Convert every line of the items below into a JSON list of strings, one string per line, skipping blank lines and leaving out the pictures.

════════════════

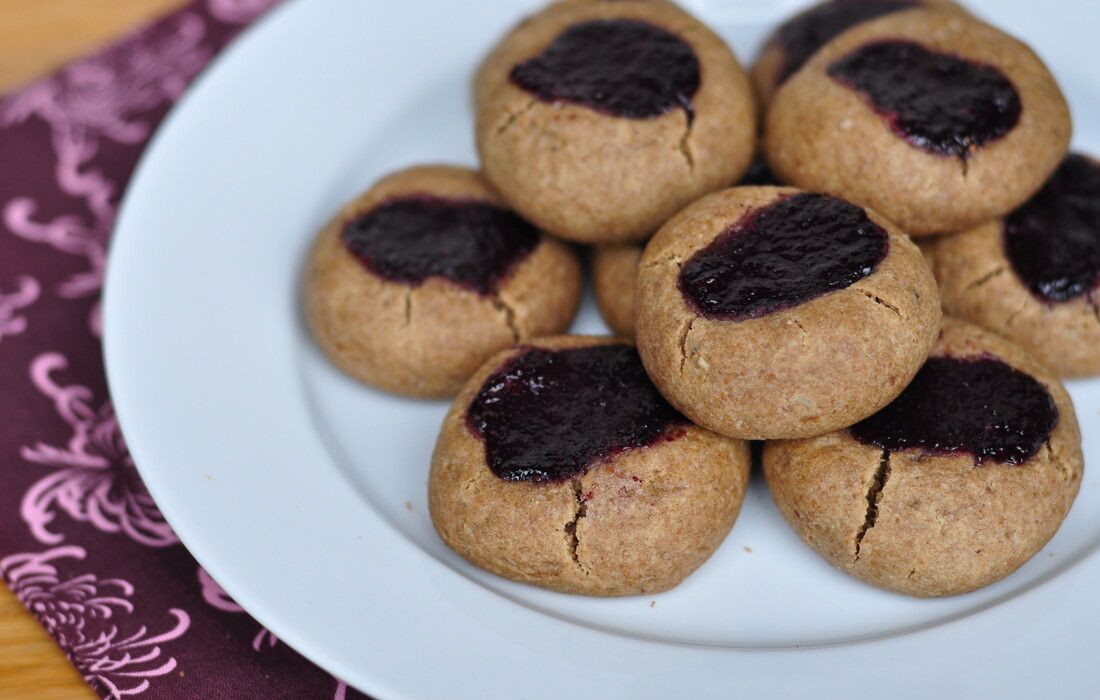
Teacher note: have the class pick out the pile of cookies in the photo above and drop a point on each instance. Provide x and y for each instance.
(755, 237)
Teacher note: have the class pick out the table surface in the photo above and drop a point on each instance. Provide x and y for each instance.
(36, 36)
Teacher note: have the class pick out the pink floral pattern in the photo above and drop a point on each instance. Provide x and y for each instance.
(94, 479)
(69, 482)
(11, 324)
(81, 613)
(96, 99)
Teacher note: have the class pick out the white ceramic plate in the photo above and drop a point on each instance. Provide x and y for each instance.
(305, 493)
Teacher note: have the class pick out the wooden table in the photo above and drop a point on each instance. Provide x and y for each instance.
(35, 36)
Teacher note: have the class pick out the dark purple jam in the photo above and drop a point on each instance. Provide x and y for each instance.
(759, 173)
(976, 405)
(471, 243)
(619, 67)
(778, 256)
(1054, 240)
(804, 34)
(549, 415)
(937, 101)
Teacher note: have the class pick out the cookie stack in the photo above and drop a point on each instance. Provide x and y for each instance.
(773, 296)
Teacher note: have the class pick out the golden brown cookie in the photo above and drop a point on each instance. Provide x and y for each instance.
(1034, 276)
(768, 313)
(600, 120)
(934, 119)
(413, 285)
(614, 270)
(953, 487)
(796, 40)
(532, 481)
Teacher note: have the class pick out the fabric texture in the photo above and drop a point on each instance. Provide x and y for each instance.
(81, 543)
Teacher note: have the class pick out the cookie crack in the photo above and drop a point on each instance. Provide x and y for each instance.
(507, 314)
(1012, 317)
(515, 117)
(873, 495)
(683, 343)
(986, 279)
(574, 539)
(878, 299)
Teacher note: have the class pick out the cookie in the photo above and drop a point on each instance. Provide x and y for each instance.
(1034, 276)
(413, 285)
(615, 268)
(795, 41)
(560, 466)
(768, 313)
(934, 119)
(600, 120)
(954, 485)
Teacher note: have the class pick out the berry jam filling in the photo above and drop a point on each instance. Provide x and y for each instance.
(778, 256)
(1054, 240)
(471, 243)
(619, 67)
(549, 415)
(804, 34)
(938, 102)
(976, 405)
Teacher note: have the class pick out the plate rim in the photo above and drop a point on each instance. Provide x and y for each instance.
(129, 408)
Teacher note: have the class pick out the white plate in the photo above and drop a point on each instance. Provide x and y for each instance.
(305, 493)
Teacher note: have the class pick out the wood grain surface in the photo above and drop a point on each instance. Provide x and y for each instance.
(35, 37)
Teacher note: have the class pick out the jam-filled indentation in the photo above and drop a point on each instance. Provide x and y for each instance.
(804, 34)
(938, 102)
(1053, 241)
(619, 67)
(781, 255)
(549, 415)
(471, 243)
(979, 406)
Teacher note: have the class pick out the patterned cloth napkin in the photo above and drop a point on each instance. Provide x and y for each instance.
(81, 543)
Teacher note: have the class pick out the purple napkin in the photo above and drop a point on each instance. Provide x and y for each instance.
(81, 543)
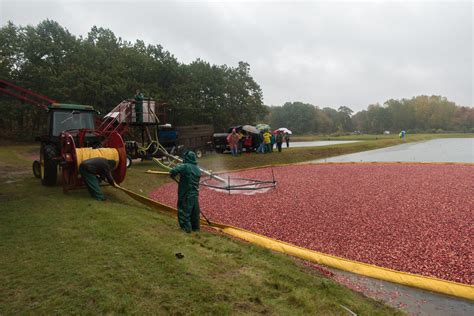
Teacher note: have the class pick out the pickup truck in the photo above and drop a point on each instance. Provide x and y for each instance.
(221, 145)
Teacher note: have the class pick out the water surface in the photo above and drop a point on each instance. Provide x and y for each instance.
(436, 150)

════════════════

RESPONSE.
[
  "Teacher note: have the class pick out the pile of cookies in the photo above and drop a point on each instance. Provide x and y for each instance.",
  "(755, 237)",
  "Teacher note: have the class pick out the table surface in the photo above and drop a point on each instance. Provide x and y for each instance.",
  "(36, 36)",
  "Teacher note: have the class pick out the pink floral pattern in the photo above and drop a point on each instance. Provide x and y for each instance.",
  "(94, 479)",
  "(69, 482)",
  "(11, 324)",
  "(81, 613)",
  "(96, 99)",
  "Teacher note: have the class pick out the white ceramic plate in the photo above and drop a point on each instance. Provide x and y for each instance.",
  "(305, 493)",
  "Teacher note: have the class pick out the wooden table in the photo above and drop a point on each instance. Provide x and y for each instance.",
  "(35, 36)",
  "Teacher note: have the class pick out the dark purple jam in the photo above and drop a point on each instance. Provide x and y for each instance.",
  "(759, 173)",
  "(976, 405)",
  "(471, 243)",
  "(619, 67)",
  "(778, 256)",
  "(1054, 240)",
  "(804, 34)",
  "(549, 415)",
  "(937, 101)",
  "Teacher note: have the class pick out the cookie stack in the photo above and drop a point on each instance. Provide x and y for each instance.",
  "(773, 296)",
  "Teacher note: have the class pick out the golden brown cookie in the photo above and drop a point on each instance. Provide x and y for each instance.",
  "(1034, 276)",
  "(768, 313)",
  "(600, 120)",
  "(934, 119)",
  "(413, 285)",
  "(614, 270)",
  "(953, 487)",
  "(796, 40)",
  "(532, 481)",
  "Teacher note: have the class pick out the fabric texture in the photo above and drop a point on each instance. Provide x and y for each instance.",
  "(81, 543)",
  "Teacher note: have the class pick out the cookie crack in the photo above and drop a point on each instance. Provide x and y for each instance.",
  "(507, 314)",
  "(1012, 317)",
  "(515, 117)",
  "(873, 495)",
  "(683, 343)",
  "(986, 279)",
  "(574, 539)",
  "(878, 299)",
  "Teacher note: have the class pick out the cookie in the photo above and drop a point on each instance. Provide x and y for each instance.",
  "(1034, 276)",
  "(413, 285)",
  "(615, 268)",
  "(795, 41)",
  "(560, 466)",
  "(768, 313)",
  "(934, 119)",
  "(600, 120)",
  "(954, 485)",
  "Teacher note: have the class pick out the berry jam filling in the photo above and drop a point on each instance. Provide x and y for each instance.",
  "(778, 256)",
  "(1054, 240)",
  "(471, 243)",
  "(619, 67)",
  "(549, 415)",
  "(804, 34)",
  "(938, 102)",
  "(976, 405)",
  "Teacher note: have the class pick out the plate rim in the photo above and drop a point on each instance. Provide x and y for each instance.",
  "(129, 408)",
  "Teacher note: have the class pick out the white plate in the photo above and drop a point on each instance. Provide x and y for each instance.",
  "(305, 493)",
  "Teacher note: have the class pick out the wood grain surface in the photo above and drop a point on each instance. Provide x and y for each instance.",
  "(35, 37)",
  "Teacher note: have the class pick out the jam-filled indentation in the photo above and drop a point on each instance. Provide x and y for each instance.",
  "(804, 34)",
  "(938, 102)",
  "(1053, 241)",
  "(619, 67)",
  "(781, 255)",
  "(549, 415)",
  "(471, 243)",
  "(979, 406)",
  "Teacher note: have the class pick out the patterned cloth napkin in the photo above and drop a point on each instance. Provide x and y for each instance.",
  "(81, 543)",
  "Teacher note: have the class pick out the purple napkin in the photo above and drop a point on each instance. Provide x and y for each instance.",
  "(81, 543)",
  "Teacher note: have the class pick out the pickup truck in the photo above and drop a point on each instance. Provide x and y for each instance.",
  "(221, 145)",
  "Teacher note: have the class pick out the water surface in the photo above and drop a point on each instance. Provide x and y for each instance.",
  "(436, 150)"
]